Moore Memory Problems

The scaling of the 6T SRAM cell is slowing and the surrounding circuitry is getting more complex, so more of the die will be taken up by SRAM at future nodes.

popularity

The six-transistor static memory cell (SRAM) has been the mainstay of on-chip memory for several decades and has stood the test of time. Today, many advanced SoCs have 50% of the chip area covered with these memories and so they are critical to continued scaling.

“The SRAM being used in modern systems is similar to the SRAM they were using in the 1970s and 1980s,” says Duncan Bremner, chief technology officer at sureCore. “The feature size is smaller but little else has changed.”

The 6T SRAM cell looks like two back-to-back inverters with a couple of drive transistors. The cell is designed by the fabs, optimized for fabrication, and in general breaks the conventional design rules that would be applied to the process.

briansram1
IBM 6T memory cell. Source: App Note 1997.

“When we look at the scale of the memory macro going from 28nm planar to 16 finFET process, the expectation is that the macro should shrink about 40% to 50% and you will find that the foundry bitcells are able to achieve that,” says Deepak Sabharwal, vice president of engineering for IP at eSilicon. “The foundry pays a lot of attention to how they do the patterning and they can demonstrate bitcells that are .6 of the previous technology. The old standard used to be .5, so there has been some slowing.”

Farzad Zarrinfar, managing director of Novelics group of Mentor Graphics puts some hard numbers behind the shrinking of the 6T bitcell. “In general, at 65nm technology, the typical drawn bitcell size was .525 µm², at 40nm it went to .299 µm², about a 44% reduction. At 28nm it went down to .198 µm2 or .1566 µm² if you consider the ultra-high density process. That is another 36% reduction. At 22nm it went to .108 µm², another 44% reduction. Going to finFET at 16nm it went to .07 µm² another 36% reduction.”

→ **EXERCISES**
1. Copy word for word the passage of the SRAM scaling article that begins at the words "The 6T SRAM cell looks" and stops after the words "App Note 1997.".
2. Resume the SRAM scaling article, picking up right after its last sentence.

→ **EXCERPTED RECORDS**
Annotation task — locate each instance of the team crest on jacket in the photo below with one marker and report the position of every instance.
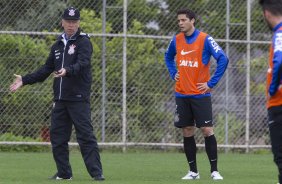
(71, 12)
(71, 49)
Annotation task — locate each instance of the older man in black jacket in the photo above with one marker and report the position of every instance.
(70, 62)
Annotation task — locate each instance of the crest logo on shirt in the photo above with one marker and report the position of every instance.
(71, 49)
(71, 12)
(214, 44)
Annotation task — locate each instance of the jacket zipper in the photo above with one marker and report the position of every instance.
(61, 78)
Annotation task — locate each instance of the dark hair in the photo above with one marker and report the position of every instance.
(189, 13)
(274, 6)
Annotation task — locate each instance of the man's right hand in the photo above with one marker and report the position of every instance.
(17, 83)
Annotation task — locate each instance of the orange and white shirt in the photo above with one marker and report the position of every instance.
(190, 57)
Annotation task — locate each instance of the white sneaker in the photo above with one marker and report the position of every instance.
(191, 176)
(216, 176)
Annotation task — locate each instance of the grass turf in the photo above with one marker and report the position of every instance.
(139, 168)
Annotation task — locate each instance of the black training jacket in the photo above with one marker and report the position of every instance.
(75, 57)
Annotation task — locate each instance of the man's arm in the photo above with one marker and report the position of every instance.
(222, 61)
(169, 59)
(277, 63)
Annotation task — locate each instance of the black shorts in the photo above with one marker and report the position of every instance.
(193, 112)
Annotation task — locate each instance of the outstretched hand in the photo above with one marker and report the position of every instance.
(17, 83)
(60, 73)
(203, 87)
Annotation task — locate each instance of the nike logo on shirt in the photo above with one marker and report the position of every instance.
(185, 53)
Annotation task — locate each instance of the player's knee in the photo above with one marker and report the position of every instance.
(188, 131)
(207, 131)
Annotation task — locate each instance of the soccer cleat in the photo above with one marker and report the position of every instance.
(191, 176)
(99, 178)
(56, 177)
(216, 176)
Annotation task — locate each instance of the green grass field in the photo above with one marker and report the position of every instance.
(139, 168)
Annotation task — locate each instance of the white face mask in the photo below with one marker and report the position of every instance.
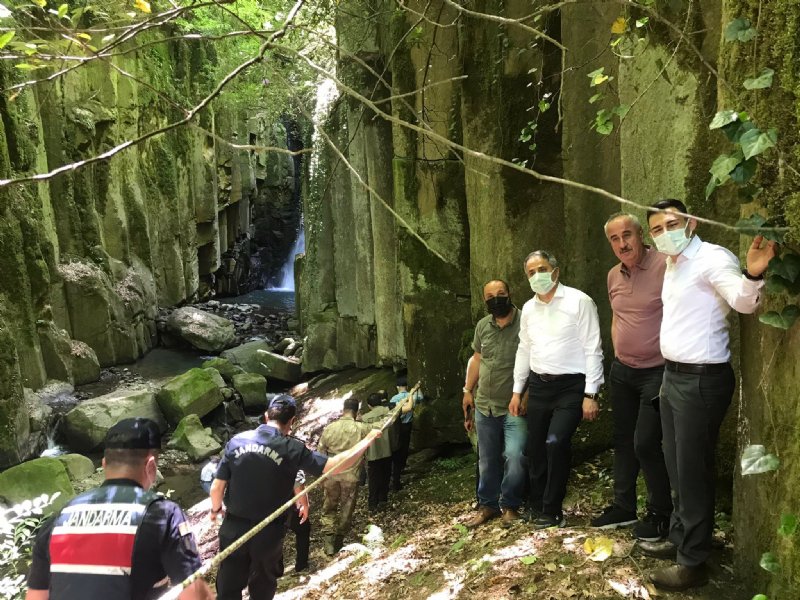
(541, 283)
(672, 242)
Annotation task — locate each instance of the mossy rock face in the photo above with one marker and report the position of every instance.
(194, 439)
(253, 388)
(194, 392)
(201, 329)
(86, 425)
(225, 367)
(78, 466)
(34, 478)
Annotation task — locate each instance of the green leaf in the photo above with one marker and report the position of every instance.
(723, 118)
(761, 81)
(744, 171)
(755, 459)
(711, 186)
(783, 320)
(769, 562)
(787, 266)
(788, 525)
(6, 37)
(740, 30)
(723, 165)
(755, 141)
(734, 131)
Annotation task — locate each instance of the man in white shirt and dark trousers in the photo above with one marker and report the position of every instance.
(702, 283)
(559, 353)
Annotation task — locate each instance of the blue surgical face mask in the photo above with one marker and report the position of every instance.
(672, 242)
(541, 283)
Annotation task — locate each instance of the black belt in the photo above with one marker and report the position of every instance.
(545, 377)
(706, 369)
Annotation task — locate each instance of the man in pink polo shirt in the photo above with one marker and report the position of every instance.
(634, 288)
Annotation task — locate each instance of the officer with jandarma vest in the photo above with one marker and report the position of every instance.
(119, 540)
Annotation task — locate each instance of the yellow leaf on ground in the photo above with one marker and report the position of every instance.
(598, 549)
(620, 25)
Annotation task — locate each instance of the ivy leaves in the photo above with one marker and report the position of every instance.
(740, 165)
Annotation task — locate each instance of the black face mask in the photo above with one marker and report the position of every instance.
(499, 306)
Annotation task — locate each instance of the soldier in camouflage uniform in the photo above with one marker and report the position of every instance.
(341, 490)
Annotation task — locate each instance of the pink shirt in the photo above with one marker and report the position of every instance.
(636, 303)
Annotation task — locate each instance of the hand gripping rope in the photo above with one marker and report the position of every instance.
(173, 593)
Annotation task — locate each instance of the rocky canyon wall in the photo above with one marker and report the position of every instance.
(88, 256)
(378, 295)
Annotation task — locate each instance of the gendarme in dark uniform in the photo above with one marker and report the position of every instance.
(257, 475)
(118, 540)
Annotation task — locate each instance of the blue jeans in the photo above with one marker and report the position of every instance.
(502, 461)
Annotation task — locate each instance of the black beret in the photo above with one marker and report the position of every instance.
(282, 400)
(134, 434)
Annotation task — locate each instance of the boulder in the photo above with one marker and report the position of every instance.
(256, 357)
(34, 478)
(85, 426)
(78, 466)
(85, 366)
(216, 377)
(194, 392)
(253, 389)
(203, 330)
(225, 367)
(194, 439)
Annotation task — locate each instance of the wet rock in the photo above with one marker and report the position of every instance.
(78, 466)
(253, 388)
(203, 330)
(85, 426)
(194, 392)
(282, 345)
(275, 366)
(34, 478)
(215, 375)
(85, 366)
(194, 439)
(225, 367)
(246, 357)
(39, 414)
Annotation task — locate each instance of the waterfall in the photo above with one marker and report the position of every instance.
(285, 279)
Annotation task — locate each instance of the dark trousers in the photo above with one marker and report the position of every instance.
(302, 535)
(555, 408)
(257, 564)
(400, 456)
(637, 438)
(379, 474)
(692, 410)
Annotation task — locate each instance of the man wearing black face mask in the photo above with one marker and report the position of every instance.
(501, 436)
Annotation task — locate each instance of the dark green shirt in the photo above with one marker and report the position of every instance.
(498, 349)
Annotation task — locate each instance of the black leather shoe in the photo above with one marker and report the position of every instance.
(679, 577)
(666, 550)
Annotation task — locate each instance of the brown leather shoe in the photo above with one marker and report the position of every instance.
(666, 550)
(509, 516)
(679, 577)
(485, 513)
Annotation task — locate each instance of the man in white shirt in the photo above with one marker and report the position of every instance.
(559, 353)
(701, 284)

→ **RESPONSES FOR EACH TASK**
1.
The 6T SRAM cell looks like two back-to-back inverters with a couple of drive transistors. The cell is designed by the fabs, optimized for fabrication, and in general breaks the conventional design rules that would be applied to the process.

briansram1
IBM 6T memory cell. Source: App Note 1997.

2.
ASML’s executive vice president and CTO, Martin van den Brink, stated at ISSCC 2013 that the SRAM bit-cell size might not be reduced from the 20nm to 10 nm node, and might even get larger at 7nm as it may need more than 8 transistors.

But not everyone in the industry has such a negative view. Kurt Shuler, vice president of marketing for Arteris, predicts that “on-chip SRAM is going to scale a bit faster than logic. This is due to design rules moving more and more towards single dimension (1D) metal layout rules. This will impact logic in a negative way, 15% or more, on top of scaling. SRAM is already regular and will get denser faster than logic.”

Zarrinfar talks about some of the changes that have already happened in the bitcell. “Layout has become more complex and difficult. For example, at 40nm, poly could go in any direction but at 28nm poly can only go in one direction. Poly interconnect capacitance is increasing and this is causing problems from a power point of view.”

“Even with all the manufacturing and mathematical approaches that have been applied to the 6T SRAM cell they are starting to have issues at the basic circuit level,” says chief executive officer for Kilopass Technology. “Unlike logic functions that have been through several revolutions, the SRAM is in dire need for a new circuit design.”

Power is an increasing problem, and the way to control power is to reduce voltage. “As you get move from 28nm to 14nm the supply voltage drops and you have to start playing tricks to maintain a solid 1 or 0,” explains sureCore’s Bremner. “The key is to create more sensitive read amplifiers to detect the signal and more sensitive write amplifiers that can drive a value into a bitcell.”

Variation and characterization
As process geometries get smaller, there are additional pressures on bitcell design. “If you consider 60nm standard CMOS transistor and halve the size of it, most things track with the conventional laws of physics,” says Bremner. “But if you take a 60nm transistor and quarter it, down to 15nm, the rules change because quantum effects start coming into play. This starts to kick in around 28nm, but below this if you try and divide 99 charges in a gate region by 2, you start seeing the effect of individual atoms and atomistic variability. Plus or minus an atom is now significant whereas at 60nm it didn’t really matter.”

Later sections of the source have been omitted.